Each phase is a single-PR worker (sized for one Sonnet impl-sprint per
the `.claude/EN/agents/worker-template.md` shape). Phases sequence so
each lands a green CI; the next phase depends only on shipped state.

### Phase 1 — Unblock CI (P0 fixes)

**Goal:** GitHub `tests/1.95.0` job green. The default `.cargo/config.toml`
build runs end-to-end on AVX2-only silicon.

| # | Worker | Scope | Files | Acceptance |
|---|---|---|---|---|
| 1.1 | flip baseline | Change `target-cpu` from `v4` → `v3`. Add `.cargo/config-avx512.toml` with the old `v4` value. | `.cargo/config.toml`, `.cargo/config-avx512.toml` | `cargo check` clean on default; `tests/1.95.0` no longer SIGILLs |
| 1.2 | AVX2 two-half wrappers — float | Add `U8x64`, `U64x8`, `U32x16`, `U16x32`, `I8x32`, `I8x64`, `I16x16`, `I16x32`, `I32x16`, `I64x8` as two-half wrappers over native AVX2 `__m256i` halves. | `src/simd_avx2.rs` | per-type parity test vs `simd_avx512` on AVX-512 host; per-type unit test on AVX2-only |
| 1.3 | simd.rs dispatch refresh | Add the AVX2 cfg arm wiring the new wrappers; tighten existing arms with the new precedence (per § 2). | `src/simd.rs` | `cargo check --features approx,serde,rayon` clean on default config; `cargo check` clean on `--config .cargo/config-avx512.toml` |

After Phase 1, PR #170 (PR-X12 A1) and any future consumer PR ships
green CI by default. AVX-512 testing becomes an explicit job.

### Phase 2 — Unblock the polyfill (P1: `nightly-simd`)

**Goal:** `cargo +nightly check --features nightly-simd` reaches
`simd_nightly/*` via `crate::simd::*`. miri can execute the portable
path.

Referring expression data:

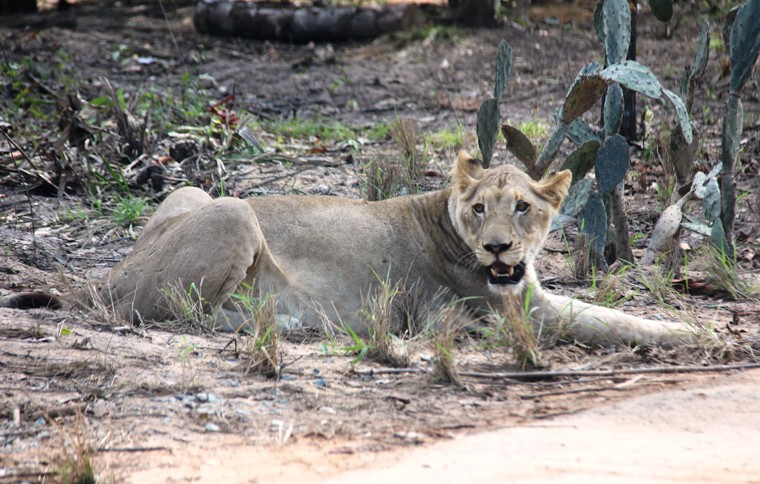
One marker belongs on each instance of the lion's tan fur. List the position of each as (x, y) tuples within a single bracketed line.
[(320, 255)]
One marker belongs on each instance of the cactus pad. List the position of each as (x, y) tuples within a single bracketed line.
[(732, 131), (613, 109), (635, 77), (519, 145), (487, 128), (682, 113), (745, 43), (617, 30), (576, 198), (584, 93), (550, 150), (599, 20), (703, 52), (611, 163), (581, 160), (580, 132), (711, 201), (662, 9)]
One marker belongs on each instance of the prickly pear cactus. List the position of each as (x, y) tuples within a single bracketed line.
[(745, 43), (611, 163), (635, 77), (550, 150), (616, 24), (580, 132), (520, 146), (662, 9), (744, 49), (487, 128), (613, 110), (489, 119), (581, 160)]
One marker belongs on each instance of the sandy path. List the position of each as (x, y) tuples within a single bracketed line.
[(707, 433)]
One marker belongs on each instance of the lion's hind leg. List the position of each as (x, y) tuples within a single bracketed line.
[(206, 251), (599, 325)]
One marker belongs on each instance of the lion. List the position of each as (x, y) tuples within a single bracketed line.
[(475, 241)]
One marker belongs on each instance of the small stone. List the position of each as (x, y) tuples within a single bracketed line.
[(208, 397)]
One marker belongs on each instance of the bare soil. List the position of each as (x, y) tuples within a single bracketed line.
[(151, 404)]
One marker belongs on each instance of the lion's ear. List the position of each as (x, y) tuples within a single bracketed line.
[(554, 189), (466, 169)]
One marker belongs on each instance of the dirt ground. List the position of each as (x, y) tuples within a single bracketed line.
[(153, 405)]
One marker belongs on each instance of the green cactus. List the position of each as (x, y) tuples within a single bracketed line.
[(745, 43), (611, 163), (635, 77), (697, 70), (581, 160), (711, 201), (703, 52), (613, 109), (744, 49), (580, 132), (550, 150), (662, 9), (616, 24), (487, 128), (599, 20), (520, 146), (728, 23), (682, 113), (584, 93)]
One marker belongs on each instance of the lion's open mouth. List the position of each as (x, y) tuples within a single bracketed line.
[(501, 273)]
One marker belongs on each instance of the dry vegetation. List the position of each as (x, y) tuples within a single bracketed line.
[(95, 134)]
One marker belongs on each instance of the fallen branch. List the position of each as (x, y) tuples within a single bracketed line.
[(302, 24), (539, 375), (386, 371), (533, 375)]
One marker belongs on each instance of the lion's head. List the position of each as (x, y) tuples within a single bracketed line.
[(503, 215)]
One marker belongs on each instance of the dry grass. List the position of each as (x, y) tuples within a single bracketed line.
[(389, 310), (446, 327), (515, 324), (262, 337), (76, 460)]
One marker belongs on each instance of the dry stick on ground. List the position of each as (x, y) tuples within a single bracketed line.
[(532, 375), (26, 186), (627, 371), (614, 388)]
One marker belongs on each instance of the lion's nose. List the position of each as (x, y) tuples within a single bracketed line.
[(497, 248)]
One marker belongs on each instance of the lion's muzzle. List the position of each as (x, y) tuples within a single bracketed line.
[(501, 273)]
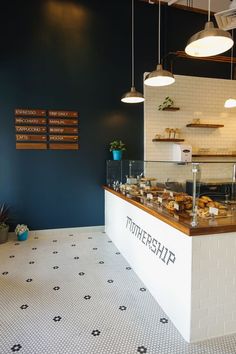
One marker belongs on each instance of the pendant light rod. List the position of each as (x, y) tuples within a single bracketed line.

Work instructions:
• 1. From the phase plan, reproduce verbatim the passage from "Each phase is" to "on AVX2-only silicon.".
• 2. Summarize the phase plan in three sentences.
• 3. In the phase plan, rewrite the paragraph beginning "Each phase is a single-PR worker" as a bulleted list, keeping its main facts.

Written answers:
• 1.
Each phase is a single-PR worker (sized for one Sonnet impl-sprint per
the `.claude/EN/agents/worker-template.md` shape). Phases sequence so
each lands a green CI; the next phase depends only on shipped state.

### Phase 1 — Unblock CI (P0 fixes)

**Goal:** GitHub `tests/1.95.0` job green. The default `.cargo/config.toml`
build runs end-to-end on AVX2-only silicon.

• 2. Each phase is a single-PR worker, and the phases are sequenced so that each lands a green CI and the next depends only on shipped state. Phase 1 aims to make the GitHub `tests/1.95.0` job green and have the default build run end-to-end on AVX2-only silicon, through three workers: flipping the baseline, adding AVX2 two-half wrappers, and refreshing the simd.rs dispatch. Phase 2 aims for `cargo +nightly check --features nightly-simd` to reach `simd_nightly/*` via `crate::simd::*` and for miri to be able to execute the portable path.

• 3.
- Each phase is a single-PR worker, sized for one Sonnet impl-sprint per the `.claude/EN/agents/worker-template.md` shape.
- Phases are sequenced so that each lands a green CI.
- The next phase depends only on shipped state.